#### DOCUMENT SECTION:
+-------+

Films Connect Food and the Environment

Posted by The Editorial Desk / Tuesday, February 23rd, 2010

Image: Environmental Film Festival in the Nation's Capital

Image: Environmental Film Festival in the Nation's Capital

The 18th Annual Environmental Film Festival in the Nation’s Capital will be held March 16-28 in Washington, DC and will feature 155 films. One of the main themes at the festival this year is the connection between food and the environment.  32 of the films will be part of the Food & Agriculture Film Series.

Topics include school food programs, the sustainable organic movement, biodiversity, the slow food movement, food security, migrant farm workers, and urban agriculture.  Bonus: The majority of the films are free!  

Below is a list of films that relate to our region.

If you haven’t seen Fresh, which features Virginia farmer Joel Salatin of Polyface Farms, you can watch it on March 17 at 7:30pm at the National Geographic Society.  Following the screening, you can participate in a discussion featuring the filmmaker Ana Sofia Joanes, Ann Yonkers, Co-director of FRESHFARM Markets, and by phone, Joel Salatin.

+-------+

#### DATA PROVIDED:
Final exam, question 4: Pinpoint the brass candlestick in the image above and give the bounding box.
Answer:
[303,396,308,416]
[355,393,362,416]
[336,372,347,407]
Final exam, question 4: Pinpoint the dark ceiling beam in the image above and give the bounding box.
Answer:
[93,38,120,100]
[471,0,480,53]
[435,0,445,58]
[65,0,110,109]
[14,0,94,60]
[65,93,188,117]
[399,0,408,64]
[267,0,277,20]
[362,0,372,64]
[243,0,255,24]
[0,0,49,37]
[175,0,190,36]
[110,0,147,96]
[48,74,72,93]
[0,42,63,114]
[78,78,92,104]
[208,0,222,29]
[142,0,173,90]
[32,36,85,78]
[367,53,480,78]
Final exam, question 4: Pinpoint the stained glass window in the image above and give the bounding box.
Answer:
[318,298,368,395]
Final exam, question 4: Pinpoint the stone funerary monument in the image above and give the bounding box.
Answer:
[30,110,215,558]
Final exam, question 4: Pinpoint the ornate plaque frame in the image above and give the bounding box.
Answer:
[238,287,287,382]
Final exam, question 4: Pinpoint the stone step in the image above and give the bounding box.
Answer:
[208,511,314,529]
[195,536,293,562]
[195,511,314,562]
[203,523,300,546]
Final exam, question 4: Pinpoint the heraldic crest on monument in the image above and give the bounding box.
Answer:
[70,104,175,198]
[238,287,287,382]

+-------+

#### WRITTEN TASK 1:
Answer these from the film festival post:
(a) On what dates and in what city will the 18th Annual Environmental Film Festival be held?
(b) How many of the films belong to the Food & Agriculture Film Series?
(c) When and where can Fresh be seen?
#### WRITTEN TASK 2:
Extend the film festival post, starting after its final sentence.

#### REPLY 1:
(a) March 16-28, in Washington, DC.
(b) 32.
(c) March 17 at 7:30pm, at the National Geographic Society.

#### REPLY 2:
Lunch is a short documentary co-presented by the Earth Day Network & Center for Environmental Filmmaking.  The film takes a look at school lunch programs, particularly within the Baltimore, MD public school system.  It will be shown with the film Potato Heads at American University with a discussion afterwards with the Potato Heads filmmaker and the Director, Avis Richards of Earth Day Network. The film can be seen on March 22 at 7pm and is free to the public.

NORA! A film about Nora Pouillon, DC’s pioneer in the organic and local-food movement and owner of the nation’s first certified organic restaurant. Following the film there will be a discussion with the star herself. The film can be seen for free on March 23 at 7pm and will be screened at the International Student House.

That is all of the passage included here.